**FRAGMENT STRONY**

Ale Henrietta jako figura bioetycznych pytań w przedstawieniu Anny Smolar, na szczęście, obrasta ciałem: ze spektaklu dowiemy się także, że była szczęśliwą i oddaną matką (słyszymy echo jej czułych rozmów z dziećmi), atrakcyjną kobietą (jeszcze po śmierci jej wyniszczone chorobą ciało jest piękne, skóra – aksamitnie gładka, a pełne usta nie tracą zmysłowego wyrazu) i bardzo lubiła tańczyć. Grająca Henriettę Marta Malikowska, w pięknej czerwonej sukni, z ułożonymi à la Olivia de Havilland włosami, zwierzając się przyjaciółce z niepokojącego bólu brzucha podczas szalonej potańcówki, popisuje się efektownym boogie woogie.
Swing nadaje zresztą dynamiczny rytm całemu przedstawieniu: powracająca kilkakrotnie scena stepowania, jakby wyjęta z filmów z Fredem Astairem, pozwala wczuć się w klimat epoki i złapać oddech, ujmując w teatralny cudzysłów poważne pytania zadawane przez artystów. Tych popkulturowych nawiązań jest zresztą sporo. Punktem wyjścia jest telewizyjny talk show: oto gośćmi Oprah Winfrey Show tego wieczoru będą medialna gwiazda lat dziewięćdziesiątych, owieczka Dolly (Sonia Roszczuk), która będzie mówić o tym, jak sobie radzi z popularnością, nieco neurotyczny Pan Rak (Jan Sobolewski) oraz ojciec komórek HeLa, doktor George Gey (Maciej Pesta). W kolejnej scenie, jakby wyjętej z popularnonaukowego programu telewizyjnego, Sonia Roszczuk jako fanatycznie oddana pracy Mary Kubicek, będzie opowiadać o hodowli komórek i szalkach Petriego; będziemy też mogli przyjrzeć się nieśmiertelnym komórkom na ekranie. Forma talk­‍-show – tym razem podgrzewających emocje Rozmów w toku – powróci pod koniec przedstawienia, gdy dzieci Henrietty, spanikowane i najwyraźniej nieprzygotowane do takiej rozmowy, będą pytane o swój stosunek do komórek HeLa i relację z mamą.

**DANE WEJŚCIOWE**
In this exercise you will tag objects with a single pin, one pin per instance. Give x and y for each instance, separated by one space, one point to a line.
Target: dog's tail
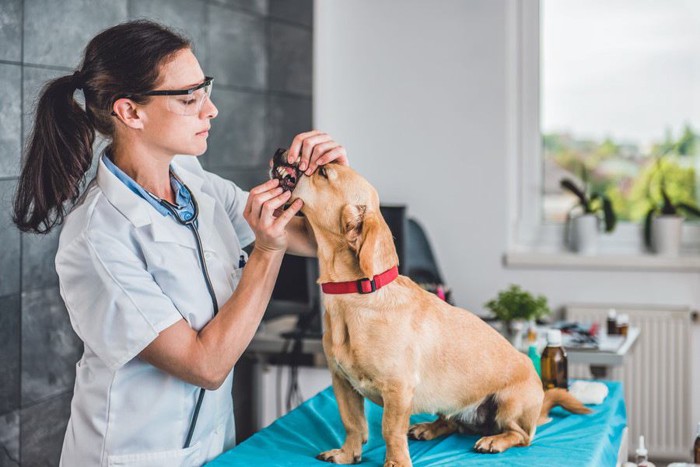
559 396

**WYMAGANIA ZADANIA**
Z tekstu o spektaklu Anny Smolar proszę zwrócić dosłownie wszystko od słów „Ale Henrietta jako” aż do słów „efektownym boogie woogie.”.

**WYNIK**
Ale Henrietta jako figura bioetycznych pytań w przedstawieniu Anny Smolar, na szczęście, obrasta ciałem: ze spektaklu dowiemy się także, że była szczęśliwą i oddaną matką (słyszymy echo jej czułych rozmów z dziećmi), atrakcyjną kobietą (jeszcze po śmierci jej wyniszczone chorobą ciało jest piękne, skóra – aksamitnie gładka, a pełne usta nie tracą zmysłowego wyrazu) i bardzo lubiła tańczyć. Grająca Henriettę Marta Malikowska, w pięknej czerwonej sukni, z ułożonymi à la Olivia de Havilland włosami, zwierzając się przyjaciółce z niepokojącego bólu brzucha podczas szalonej potańcówki, popisuje się efektownym boogie woogie.